WHAT IS ASKED: The entries below are to be transcribed in full, without their images.

--- Start of DATA TO PROCESS ---

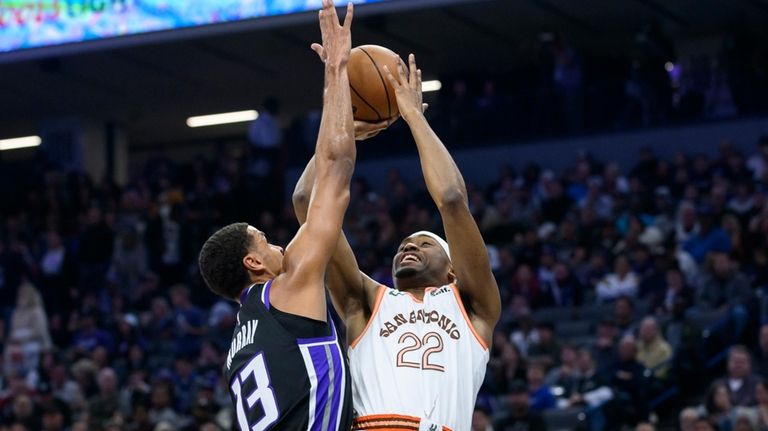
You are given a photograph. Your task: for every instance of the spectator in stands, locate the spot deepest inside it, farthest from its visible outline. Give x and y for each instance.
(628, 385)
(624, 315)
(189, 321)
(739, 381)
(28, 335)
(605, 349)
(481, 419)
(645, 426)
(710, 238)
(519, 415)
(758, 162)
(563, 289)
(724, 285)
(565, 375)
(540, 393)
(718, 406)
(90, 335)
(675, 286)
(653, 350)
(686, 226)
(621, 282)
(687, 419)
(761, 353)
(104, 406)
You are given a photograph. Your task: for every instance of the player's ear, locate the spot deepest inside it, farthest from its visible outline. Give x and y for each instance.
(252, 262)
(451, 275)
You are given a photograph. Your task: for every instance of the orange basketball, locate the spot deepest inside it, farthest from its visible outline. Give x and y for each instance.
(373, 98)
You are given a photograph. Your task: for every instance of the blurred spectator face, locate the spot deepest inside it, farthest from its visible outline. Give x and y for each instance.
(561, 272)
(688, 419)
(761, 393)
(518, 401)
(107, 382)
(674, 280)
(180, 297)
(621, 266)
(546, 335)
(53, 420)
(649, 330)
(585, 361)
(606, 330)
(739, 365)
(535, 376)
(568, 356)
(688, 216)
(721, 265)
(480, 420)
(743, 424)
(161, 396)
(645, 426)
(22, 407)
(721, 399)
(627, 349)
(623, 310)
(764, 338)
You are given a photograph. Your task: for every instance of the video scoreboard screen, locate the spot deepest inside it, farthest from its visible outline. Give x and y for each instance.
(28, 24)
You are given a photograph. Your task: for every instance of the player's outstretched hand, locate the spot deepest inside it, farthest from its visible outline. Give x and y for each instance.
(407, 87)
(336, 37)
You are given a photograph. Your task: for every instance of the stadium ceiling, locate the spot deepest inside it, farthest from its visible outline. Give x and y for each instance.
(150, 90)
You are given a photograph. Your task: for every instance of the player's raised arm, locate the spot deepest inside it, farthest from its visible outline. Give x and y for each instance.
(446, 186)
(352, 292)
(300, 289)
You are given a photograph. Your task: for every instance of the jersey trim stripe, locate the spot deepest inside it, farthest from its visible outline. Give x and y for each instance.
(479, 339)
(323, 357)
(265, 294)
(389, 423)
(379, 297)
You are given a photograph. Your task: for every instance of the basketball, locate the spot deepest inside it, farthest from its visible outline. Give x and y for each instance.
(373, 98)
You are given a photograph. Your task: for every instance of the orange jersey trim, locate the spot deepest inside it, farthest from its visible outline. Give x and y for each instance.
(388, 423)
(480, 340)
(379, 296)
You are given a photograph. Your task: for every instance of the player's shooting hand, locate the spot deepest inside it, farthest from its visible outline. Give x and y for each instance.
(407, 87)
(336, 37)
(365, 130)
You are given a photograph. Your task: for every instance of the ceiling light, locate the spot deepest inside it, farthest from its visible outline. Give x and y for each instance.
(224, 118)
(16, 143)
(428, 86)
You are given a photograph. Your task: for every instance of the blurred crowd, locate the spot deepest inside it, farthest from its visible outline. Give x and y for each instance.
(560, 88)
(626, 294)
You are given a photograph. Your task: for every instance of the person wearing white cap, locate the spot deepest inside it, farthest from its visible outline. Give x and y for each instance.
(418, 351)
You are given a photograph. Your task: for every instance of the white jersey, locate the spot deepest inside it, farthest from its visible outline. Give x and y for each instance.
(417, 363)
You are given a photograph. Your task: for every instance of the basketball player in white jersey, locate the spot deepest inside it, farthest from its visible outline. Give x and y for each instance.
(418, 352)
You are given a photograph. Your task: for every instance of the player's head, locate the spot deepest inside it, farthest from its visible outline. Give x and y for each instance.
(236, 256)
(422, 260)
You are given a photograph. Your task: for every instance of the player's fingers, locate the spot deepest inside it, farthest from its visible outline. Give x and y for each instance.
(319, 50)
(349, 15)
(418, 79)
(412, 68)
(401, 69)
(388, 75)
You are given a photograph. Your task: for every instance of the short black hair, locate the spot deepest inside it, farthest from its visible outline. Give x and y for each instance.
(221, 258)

--- End of DATA TO PROCESS ---

REPLY TO THE TASK:
You are given a photograph. Your task: for every instance of the spectator in stands, locate the spot deepest inside it, farthest from its visible outline. Give x and y for each instance.
(628, 385)
(624, 315)
(189, 321)
(739, 381)
(28, 335)
(605, 349)
(481, 419)
(645, 426)
(710, 238)
(519, 415)
(758, 162)
(563, 289)
(724, 285)
(565, 375)
(540, 393)
(718, 406)
(90, 335)
(675, 286)
(653, 350)
(686, 226)
(621, 282)
(687, 419)
(761, 353)
(104, 406)
You are given a photograph. Your task: for every instance of the player's ear, locate the spot deepest inside it, farthest from its visible outline. Give x and y for each instance.
(252, 262)
(451, 275)
You are given a photograph. Your task: for every instance of the orange basketball, locate the spot deepest inside it, farthest from its visible outline. Give x and y for each instance.
(373, 98)
You are given a photograph. Your task: for every instance of the blurred spectator face, locate the spot deepest inside it, farthest from its visible outline. Give x and y for each instance.
(561, 272)
(688, 419)
(761, 393)
(518, 401)
(107, 382)
(674, 280)
(180, 297)
(621, 266)
(546, 335)
(53, 420)
(649, 330)
(585, 361)
(606, 330)
(739, 365)
(535, 376)
(568, 356)
(688, 216)
(721, 265)
(480, 420)
(743, 424)
(161, 396)
(645, 426)
(22, 407)
(721, 399)
(627, 349)
(623, 310)
(764, 338)
You are given a photograph. Your task: for every instance of the video scoreboard screen, locate the spot deepest inside it, farthest from its visible outline. Give x and y for each instance.
(28, 24)
You are given a photograph. Your task: for every instance of the player's outstretched hand, locate the spot deepest inside it, farthest from its visible outline. Give x and y for each instance.
(407, 87)
(336, 37)
You are given a photograph. Your task: for every instance of the stadium ceiling, locate the spot deepest inside it, farthest from its visible outline. Give x and y for each instance.
(150, 90)
You are given a photograph. Your task: for every instance of the player's raised arm, locate the spot deepest inside it, farthest from its visible outline. Give x and y for each instance.
(446, 186)
(352, 292)
(300, 289)
You are given a photograph. Your task: for every instance of the jersey trim stripe, locate the spot deepest inside it, farthest from its visible outline. Give x and y for each instance.
(479, 339)
(323, 357)
(265, 294)
(389, 423)
(379, 297)
You are given a photograph. Your task: for every instance of the basketball, locate the spot deepest inside it, farthest from its visible outline. Give x and y for each instance.
(373, 98)
You are given a photograph. Your task: for every instance of the orange jersey trim, locate the spot deepest inside it, farthest from its visible outline. Give x and y for each instance.
(388, 423)
(480, 340)
(379, 296)
You are given a photograph. Your task: for every instance of the player's shooting hand, locate the spot deepest inside it, farthest from its visible outline. Give x and y for each instance.
(407, 87)
(336, 37)
(365, 130)
You are given a photograph. Your task: for every instance of the ceiling light, locate the spot deepest inside it, farthest from its visible outline. Give x and y for each instance.
(224, 118)
(16, 143)
(428, 86)
You are given a photograph. Your task: for every instance of the blurred crowd, locate the spot deepest inside it, farthest from its visible outline. Give x and y for each instance.
(560, 88)
(626, 294)
You are given a photograph. Your task: for every instance of the person wearing white cap, locate the spot deepest inside it, farthest from its visible outline. Give x and y for each instance.
(418, 351)
You are given a photograph. Your task: for every instance of the white jersey, locate the spot deepest inside it, farthest from its visible outline. Give x and y for each instance.
(417, 363)
You are given a photograph. Your task: for every instance of the basketball player in white jersey, locate the spot deepest inside it, farthest from its visible outline. Give x and y for each instance.
(418, 352)
You are given a photograph. Your task: for every instance of the player's head, locate the spot deepest inside it, farthest from its visible outline. Give x and y for each instance.
(236, 256)
(422, 260)
You are given a photograph. Your task: for every instance of the player's fingers, locate the spot deepest inside it, farthest from its visible outline. Give x and y for each instance.
(319, 50)
(349, 15)
(418, 79)
(412, 68)
(401, 69)
(388, 75)
You are given a photograph. Your task: for every instance of the short black hair, locate the spot deepest inside it, farthest from its visible outline. Give x and y for each instance.
(221, 258)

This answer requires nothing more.